REQUIREMENT
Pull every line holding the string "pink" from the records below.

Dataset excerpts:
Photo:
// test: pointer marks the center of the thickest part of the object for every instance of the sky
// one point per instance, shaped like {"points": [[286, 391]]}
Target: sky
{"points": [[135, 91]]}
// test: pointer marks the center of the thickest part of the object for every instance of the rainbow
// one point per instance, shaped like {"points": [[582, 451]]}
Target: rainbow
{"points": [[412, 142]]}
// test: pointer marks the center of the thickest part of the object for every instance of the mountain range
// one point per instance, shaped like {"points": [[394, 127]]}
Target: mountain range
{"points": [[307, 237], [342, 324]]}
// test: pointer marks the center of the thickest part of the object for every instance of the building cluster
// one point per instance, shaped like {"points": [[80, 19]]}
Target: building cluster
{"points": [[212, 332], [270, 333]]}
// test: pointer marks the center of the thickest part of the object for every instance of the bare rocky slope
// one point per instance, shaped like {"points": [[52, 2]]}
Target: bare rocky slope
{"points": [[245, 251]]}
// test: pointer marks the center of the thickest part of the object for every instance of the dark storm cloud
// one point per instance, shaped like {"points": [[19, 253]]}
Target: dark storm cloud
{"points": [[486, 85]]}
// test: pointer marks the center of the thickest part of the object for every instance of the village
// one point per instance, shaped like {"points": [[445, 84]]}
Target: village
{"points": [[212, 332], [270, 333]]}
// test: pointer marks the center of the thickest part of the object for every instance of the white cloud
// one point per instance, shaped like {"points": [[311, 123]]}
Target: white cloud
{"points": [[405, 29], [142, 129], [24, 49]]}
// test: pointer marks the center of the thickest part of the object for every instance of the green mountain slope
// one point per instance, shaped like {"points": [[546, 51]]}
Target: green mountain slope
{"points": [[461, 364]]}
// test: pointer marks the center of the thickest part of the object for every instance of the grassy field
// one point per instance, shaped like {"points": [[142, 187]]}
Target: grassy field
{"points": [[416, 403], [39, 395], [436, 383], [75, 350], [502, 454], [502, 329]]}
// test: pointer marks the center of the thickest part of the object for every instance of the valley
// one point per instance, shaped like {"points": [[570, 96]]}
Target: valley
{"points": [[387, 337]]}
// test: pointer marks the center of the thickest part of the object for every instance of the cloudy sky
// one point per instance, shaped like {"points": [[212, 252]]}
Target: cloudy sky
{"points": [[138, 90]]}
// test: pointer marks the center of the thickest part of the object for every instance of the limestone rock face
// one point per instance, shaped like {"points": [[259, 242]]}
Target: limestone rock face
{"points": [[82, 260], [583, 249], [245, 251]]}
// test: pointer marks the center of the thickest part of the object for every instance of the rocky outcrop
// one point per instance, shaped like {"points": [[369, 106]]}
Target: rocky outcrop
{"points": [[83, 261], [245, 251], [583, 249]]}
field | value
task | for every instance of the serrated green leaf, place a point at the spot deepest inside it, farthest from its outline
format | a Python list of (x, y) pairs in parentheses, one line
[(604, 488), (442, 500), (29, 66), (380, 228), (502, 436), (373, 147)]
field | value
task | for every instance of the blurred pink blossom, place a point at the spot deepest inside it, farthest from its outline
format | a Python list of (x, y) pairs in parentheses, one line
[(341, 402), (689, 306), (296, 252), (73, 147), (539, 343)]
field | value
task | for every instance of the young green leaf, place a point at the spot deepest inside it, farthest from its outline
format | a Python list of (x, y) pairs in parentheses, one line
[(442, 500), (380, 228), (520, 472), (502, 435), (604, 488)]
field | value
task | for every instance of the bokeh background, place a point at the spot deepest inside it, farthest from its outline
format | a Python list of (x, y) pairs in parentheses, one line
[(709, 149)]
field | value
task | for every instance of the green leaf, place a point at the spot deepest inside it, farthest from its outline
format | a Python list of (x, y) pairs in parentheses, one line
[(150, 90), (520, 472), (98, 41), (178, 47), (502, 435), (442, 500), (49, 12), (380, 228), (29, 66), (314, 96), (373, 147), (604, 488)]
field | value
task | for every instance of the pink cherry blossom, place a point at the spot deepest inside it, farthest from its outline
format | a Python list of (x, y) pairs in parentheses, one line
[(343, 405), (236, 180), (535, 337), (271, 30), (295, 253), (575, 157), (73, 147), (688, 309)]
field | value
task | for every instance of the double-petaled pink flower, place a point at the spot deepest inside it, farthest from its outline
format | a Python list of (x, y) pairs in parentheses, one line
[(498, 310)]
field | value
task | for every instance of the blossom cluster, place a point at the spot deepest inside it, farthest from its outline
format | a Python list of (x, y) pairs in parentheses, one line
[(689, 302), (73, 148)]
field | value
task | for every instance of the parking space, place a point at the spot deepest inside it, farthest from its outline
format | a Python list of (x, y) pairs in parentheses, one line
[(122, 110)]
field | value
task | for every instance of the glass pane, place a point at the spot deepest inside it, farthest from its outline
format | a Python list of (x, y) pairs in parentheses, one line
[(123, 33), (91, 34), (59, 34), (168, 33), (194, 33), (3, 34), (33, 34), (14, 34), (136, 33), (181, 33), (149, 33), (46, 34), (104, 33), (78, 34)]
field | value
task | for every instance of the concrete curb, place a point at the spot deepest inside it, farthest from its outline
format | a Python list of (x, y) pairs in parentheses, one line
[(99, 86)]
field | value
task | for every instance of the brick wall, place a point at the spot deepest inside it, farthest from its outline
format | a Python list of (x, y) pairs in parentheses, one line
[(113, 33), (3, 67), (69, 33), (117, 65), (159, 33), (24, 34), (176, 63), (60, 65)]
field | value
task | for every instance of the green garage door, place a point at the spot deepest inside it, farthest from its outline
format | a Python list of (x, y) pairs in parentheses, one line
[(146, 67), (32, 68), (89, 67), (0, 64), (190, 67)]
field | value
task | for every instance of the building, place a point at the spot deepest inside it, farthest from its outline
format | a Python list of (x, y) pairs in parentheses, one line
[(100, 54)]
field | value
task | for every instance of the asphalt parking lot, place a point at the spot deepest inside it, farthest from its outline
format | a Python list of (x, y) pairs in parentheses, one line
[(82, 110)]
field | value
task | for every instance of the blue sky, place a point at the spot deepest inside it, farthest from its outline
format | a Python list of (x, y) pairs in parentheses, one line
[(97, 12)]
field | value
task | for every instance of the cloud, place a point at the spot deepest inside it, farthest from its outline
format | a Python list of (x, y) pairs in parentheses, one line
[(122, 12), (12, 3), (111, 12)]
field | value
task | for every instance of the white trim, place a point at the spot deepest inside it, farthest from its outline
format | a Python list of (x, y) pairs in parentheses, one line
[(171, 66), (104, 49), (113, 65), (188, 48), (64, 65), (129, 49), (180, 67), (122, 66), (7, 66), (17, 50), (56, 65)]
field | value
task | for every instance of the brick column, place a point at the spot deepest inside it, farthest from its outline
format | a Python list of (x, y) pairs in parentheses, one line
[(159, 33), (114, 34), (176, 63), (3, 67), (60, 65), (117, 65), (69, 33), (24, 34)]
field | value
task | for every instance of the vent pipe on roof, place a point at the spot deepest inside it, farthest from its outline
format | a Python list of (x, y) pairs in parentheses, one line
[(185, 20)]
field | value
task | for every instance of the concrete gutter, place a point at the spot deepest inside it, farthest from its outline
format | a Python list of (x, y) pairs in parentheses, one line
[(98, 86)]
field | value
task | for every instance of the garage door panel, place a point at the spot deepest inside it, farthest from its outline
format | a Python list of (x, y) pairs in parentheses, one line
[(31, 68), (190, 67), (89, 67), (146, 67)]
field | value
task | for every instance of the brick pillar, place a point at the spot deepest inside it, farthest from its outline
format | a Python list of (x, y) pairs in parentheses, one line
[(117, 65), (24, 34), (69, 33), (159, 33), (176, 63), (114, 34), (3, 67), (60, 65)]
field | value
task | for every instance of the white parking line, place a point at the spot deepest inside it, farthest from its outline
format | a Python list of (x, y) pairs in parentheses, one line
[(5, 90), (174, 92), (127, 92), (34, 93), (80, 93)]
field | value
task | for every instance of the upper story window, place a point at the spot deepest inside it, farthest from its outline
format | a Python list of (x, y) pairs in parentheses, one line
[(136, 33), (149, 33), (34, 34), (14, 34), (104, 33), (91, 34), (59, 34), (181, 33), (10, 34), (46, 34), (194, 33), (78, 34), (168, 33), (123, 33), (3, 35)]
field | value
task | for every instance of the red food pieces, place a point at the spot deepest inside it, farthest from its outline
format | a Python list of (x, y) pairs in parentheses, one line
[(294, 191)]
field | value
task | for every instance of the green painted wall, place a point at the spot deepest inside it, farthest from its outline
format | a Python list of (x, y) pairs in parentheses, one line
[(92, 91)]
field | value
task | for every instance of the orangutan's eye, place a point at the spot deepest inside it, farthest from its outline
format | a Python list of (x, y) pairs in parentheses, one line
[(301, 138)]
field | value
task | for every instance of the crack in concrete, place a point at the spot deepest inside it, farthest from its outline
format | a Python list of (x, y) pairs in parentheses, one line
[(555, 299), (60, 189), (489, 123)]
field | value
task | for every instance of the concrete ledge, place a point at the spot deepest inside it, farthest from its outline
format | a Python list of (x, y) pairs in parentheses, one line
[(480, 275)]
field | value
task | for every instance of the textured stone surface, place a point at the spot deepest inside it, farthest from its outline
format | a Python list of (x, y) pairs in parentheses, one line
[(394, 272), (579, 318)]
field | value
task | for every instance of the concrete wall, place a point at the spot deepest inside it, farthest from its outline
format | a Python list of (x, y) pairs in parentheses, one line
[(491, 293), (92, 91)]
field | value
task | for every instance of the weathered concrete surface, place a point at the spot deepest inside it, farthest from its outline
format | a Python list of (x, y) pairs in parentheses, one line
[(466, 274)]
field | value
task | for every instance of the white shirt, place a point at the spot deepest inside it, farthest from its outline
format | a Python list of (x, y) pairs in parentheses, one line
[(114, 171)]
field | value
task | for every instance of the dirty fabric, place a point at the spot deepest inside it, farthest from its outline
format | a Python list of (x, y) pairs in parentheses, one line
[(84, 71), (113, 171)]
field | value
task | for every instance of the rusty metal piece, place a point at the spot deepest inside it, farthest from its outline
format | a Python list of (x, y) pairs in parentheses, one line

TASK RESPONSE
task | for every instance of the blurred pink blossom, place a point at the spot deepest inside it, farthest from its outline
task | for every instance of the pink cherry blossom, place a point at the spot deepest inside it, farthest from its outline
task | for every instance of the double-petaled pink flower, place a point at the spot deepest inside it, farthest from its outline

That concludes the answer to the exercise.